## [Problem to work on]
Rescale the records starting at the line containing "of the chalkboard." and ending at the line containing "469), (1057, 488)]". Write out all of those lines, requests included, with every coordinate in the answers multiplied by 1.3 and rounded to a whole number (halves round up), and give only those lines.

## [Stored records]
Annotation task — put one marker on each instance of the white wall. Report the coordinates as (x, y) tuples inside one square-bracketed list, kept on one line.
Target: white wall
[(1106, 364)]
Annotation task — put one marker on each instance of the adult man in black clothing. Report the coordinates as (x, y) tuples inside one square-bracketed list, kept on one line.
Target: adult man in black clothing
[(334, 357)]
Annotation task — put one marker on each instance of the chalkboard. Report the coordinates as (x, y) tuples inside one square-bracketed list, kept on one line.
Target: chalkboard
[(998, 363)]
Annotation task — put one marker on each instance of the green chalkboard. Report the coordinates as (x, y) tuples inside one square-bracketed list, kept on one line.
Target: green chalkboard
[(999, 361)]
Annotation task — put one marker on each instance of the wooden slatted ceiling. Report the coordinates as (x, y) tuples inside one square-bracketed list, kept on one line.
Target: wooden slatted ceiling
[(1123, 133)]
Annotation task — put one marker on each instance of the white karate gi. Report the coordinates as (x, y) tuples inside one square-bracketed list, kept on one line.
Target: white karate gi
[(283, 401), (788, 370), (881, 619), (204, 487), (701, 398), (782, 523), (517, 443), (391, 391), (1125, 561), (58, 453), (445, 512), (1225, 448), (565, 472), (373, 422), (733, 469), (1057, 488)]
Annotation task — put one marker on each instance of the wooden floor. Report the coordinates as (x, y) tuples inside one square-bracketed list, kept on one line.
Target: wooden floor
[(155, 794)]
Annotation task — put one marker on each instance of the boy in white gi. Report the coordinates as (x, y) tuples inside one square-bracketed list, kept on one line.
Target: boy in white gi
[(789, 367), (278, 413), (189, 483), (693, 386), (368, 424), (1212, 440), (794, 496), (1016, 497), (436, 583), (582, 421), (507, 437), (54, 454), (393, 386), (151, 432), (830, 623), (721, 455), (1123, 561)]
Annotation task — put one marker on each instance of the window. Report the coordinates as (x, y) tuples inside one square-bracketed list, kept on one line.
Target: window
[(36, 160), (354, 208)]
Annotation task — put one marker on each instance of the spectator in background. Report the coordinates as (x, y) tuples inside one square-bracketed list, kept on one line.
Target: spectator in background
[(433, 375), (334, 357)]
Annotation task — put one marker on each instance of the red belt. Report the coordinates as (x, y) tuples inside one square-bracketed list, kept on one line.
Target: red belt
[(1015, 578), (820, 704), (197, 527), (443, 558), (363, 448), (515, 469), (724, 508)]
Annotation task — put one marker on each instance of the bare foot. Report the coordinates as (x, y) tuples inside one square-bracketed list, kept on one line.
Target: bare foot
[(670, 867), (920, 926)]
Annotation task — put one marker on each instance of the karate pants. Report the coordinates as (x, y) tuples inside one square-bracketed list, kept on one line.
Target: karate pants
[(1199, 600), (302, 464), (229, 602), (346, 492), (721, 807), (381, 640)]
==
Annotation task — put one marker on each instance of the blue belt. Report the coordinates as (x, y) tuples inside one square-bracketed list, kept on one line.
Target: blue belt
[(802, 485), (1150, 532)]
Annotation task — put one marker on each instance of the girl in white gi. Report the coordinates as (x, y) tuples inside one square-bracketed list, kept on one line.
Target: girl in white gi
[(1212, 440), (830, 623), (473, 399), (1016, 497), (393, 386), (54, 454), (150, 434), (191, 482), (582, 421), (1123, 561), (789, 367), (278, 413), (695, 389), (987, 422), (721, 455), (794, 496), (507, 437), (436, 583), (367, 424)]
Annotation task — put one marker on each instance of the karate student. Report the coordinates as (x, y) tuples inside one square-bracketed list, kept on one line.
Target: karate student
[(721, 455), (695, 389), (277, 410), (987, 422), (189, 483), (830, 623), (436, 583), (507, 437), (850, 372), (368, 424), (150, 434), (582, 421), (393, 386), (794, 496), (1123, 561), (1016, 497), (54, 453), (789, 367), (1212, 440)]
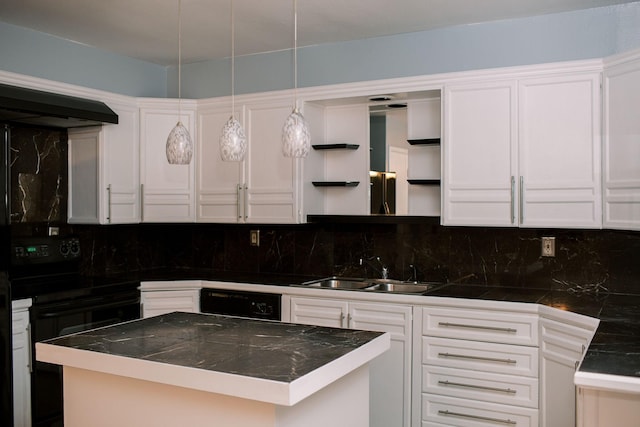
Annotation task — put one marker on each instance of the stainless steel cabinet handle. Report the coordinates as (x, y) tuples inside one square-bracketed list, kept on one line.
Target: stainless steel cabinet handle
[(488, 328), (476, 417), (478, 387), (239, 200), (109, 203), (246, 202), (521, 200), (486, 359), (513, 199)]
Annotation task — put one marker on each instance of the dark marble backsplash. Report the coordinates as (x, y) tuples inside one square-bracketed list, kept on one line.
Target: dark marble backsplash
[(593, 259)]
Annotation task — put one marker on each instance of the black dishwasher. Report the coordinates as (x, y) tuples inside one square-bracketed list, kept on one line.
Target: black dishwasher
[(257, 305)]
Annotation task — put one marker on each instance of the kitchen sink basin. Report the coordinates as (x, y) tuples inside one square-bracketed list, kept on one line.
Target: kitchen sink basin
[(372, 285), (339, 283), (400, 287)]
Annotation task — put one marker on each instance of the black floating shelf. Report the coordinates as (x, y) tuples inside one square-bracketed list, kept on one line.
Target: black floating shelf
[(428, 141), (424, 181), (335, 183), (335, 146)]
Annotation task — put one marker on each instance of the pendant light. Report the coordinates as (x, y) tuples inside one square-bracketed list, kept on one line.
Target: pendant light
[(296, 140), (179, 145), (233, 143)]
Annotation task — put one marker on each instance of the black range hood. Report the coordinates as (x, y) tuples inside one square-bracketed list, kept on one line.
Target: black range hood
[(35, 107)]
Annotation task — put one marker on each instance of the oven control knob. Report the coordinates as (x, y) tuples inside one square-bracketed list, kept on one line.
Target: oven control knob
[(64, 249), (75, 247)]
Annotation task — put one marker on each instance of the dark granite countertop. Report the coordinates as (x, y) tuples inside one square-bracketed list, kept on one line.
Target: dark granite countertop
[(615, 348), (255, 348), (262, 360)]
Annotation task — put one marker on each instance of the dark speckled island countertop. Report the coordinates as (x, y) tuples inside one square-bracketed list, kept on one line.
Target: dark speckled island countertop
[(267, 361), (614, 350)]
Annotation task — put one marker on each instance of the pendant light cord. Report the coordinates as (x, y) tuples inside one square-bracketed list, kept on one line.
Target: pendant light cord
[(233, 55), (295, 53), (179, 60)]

## [Task output]
Annotation task — put one marker on each instance of the chalkboard. Report the coordinates as (x, y) tuples inside one square-bracketed list, kept on one line.
Target: chalkboard
[(1297, 472)]
Annotation task — put one marker on each instance of the green chalkboard. Report the coordinates as (x, y) tuples inside one square-bracketed list, kept on one line.
Target: green chalkboard
[(1299, 469)]
Annotation task — put one marker on each instance of the wooden slatted ceiling. Report the coordinates as (x, y) tuples inside one square-bracketed list, kept on one line.
Target: wooden slatted ceiling
[(1460, 173)]
Annotation task — put one marker on each instance of the white karate gi. Report the coordinates as (x, y) tuples inside one square-bracketed list, kept on one line.
Target: white karate gi
[(368, 521), (1024, 481), (1145, 805), (265, 633), (911, 517), (1017, 680), (672, 576), (508, 508), (1463, 729), (75, 589), (579, 666), (1593, 582), (735, 614), (485, 549), (953, 610), (1374, 634)]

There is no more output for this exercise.